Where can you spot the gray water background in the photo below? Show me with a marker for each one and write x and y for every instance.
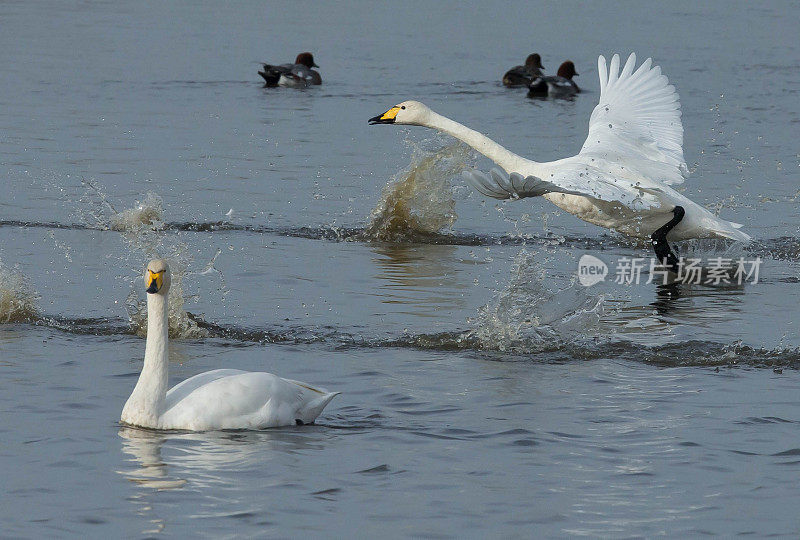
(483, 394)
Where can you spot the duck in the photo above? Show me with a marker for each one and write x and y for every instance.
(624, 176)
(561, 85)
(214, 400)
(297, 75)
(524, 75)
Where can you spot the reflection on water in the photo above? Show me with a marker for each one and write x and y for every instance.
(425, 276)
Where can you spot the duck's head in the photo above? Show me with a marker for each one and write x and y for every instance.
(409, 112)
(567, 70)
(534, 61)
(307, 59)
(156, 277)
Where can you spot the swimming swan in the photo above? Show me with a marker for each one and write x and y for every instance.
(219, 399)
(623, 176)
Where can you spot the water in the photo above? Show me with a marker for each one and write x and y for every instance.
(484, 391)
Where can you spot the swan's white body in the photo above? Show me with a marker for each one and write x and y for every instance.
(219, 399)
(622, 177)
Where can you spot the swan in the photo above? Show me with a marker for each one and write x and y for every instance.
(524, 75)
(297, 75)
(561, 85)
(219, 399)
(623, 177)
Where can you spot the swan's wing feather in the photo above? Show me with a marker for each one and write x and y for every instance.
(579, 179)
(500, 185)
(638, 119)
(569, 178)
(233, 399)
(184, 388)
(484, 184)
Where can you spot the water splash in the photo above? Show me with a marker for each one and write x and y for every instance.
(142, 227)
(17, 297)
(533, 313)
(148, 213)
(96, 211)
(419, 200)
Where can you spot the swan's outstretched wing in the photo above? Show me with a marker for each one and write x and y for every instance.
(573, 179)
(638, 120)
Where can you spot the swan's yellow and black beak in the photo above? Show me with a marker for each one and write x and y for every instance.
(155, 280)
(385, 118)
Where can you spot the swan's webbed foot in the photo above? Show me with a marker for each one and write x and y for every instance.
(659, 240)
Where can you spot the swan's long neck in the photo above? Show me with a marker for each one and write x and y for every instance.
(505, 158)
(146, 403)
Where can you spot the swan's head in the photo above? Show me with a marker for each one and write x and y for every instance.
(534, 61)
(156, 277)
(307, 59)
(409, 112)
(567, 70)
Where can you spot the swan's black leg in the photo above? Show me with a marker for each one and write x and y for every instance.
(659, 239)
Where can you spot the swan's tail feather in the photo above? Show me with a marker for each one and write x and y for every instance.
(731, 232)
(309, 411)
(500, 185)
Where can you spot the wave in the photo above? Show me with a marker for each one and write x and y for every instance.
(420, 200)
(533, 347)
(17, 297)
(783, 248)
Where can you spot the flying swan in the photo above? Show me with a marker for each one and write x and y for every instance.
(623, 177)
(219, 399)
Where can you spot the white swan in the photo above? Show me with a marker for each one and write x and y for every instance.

**Task instructions:** Using the records above, output their complete text exactly, minus any images.

**Complete response:**
Where can you spot the gray water background in the photo below? Show me with a marker for each one and write x and y for every instance.
(483, 394)
Where can you spot the duck in the photo above? Show me with a marker for each one and write x and y for every instance.
(624, 176)
(561, 85)
(214, 400)
(297, 75)
(524, 75)
Where can you spot the reflection on water in the photo above? Show me with a marker for each one and write x and y for every instance.
(425, 276)
Where can you spot the duck's head in the photo above? Show me with a marker for each one and write x and y for every instance.
(409, 112)
(567, 70)
(534, 61)
(307, 59)
(156, 277)
Where can you spot the swimming swan in the photo above? Show me with a marker for each one and write x and y for every instance.
(219, 399)
(623, 176)
Where can you spot the water in the photo above? Show me with a marker for each one and write x and y for every instance.
(484, 391)
Where can you spot the swan's white body in the photo above? Show me with a marker for each one and write x and y for every instance.
(219, 399)
(622, 177)
Where can you spot the swan in the photo above? Show me with a marker for each one and write x and y for every instance.
(524, 75)
(297, 75)
(561, 85)
(219, 399)
(623, 177)
Where can you spot the swan's wing feather in the photo above? Show me with a marker for each one and write x and y for every instance.
(579, 179)
(500, 185)
(638, 119)
(569, 178)
(233, 399)
(184, 388)
(484, 184)
Where can you spot the water splash in the photo above? Show me with a marker for each one and write x and y for every instance.
(142, 227)
(17, 297)
(533, 313)
(148, 213)
(96, 211)
(419, 200)
Where can you spot the swan's outstretched wing in the photo above? Show me with a marker for each one and write x and y for every instance.
(573, 179)
(638, 120)
Where can you spot the swan's yellow and black beak in the photo above? Show me with a marker for each one and write x and y for every instance.
(155, 280)
(385, 118)
Where can you spot the swan's webbed foot in the photo above? Show me with a marker for each one and write x and y for every instance.
(659, 240)
Where can you spot the swan's long neck in the photo above? Show me with a marker for each one and write x and y for every instance.
(505, 158)
(146, 403)
Where can you spot the swan's head in the photo above? Show me with a marker for each one and write x and y for every instance.
(534, 61)
(156, 277)
(307, 59)
(409, 112)
(567, 70)
Where can you spot the swan's black leg in the photo above? Show me with a marker for each one and write x and y for every instance.
(659, 239)
Where can you spot the swan's tail feather in the photo above? Show me with a marker for each one and write x and y for every instance.
(731, 232)
(309, 411)
(500, 185)
Where can you spot the wave in the photo above? Show me with a marker for each one and write x and y for every instance.
(420, 200)
(533, 347)
(17, 297)
(783, 248)
Where can you spot the flying swan in the photo above? Show me with a marker for each one and write x and y for every instance.
(623, 177)
(219, 399)
Where can you spot the white swan in the photo above? Show me with a marker for each one and write x and y for every instance.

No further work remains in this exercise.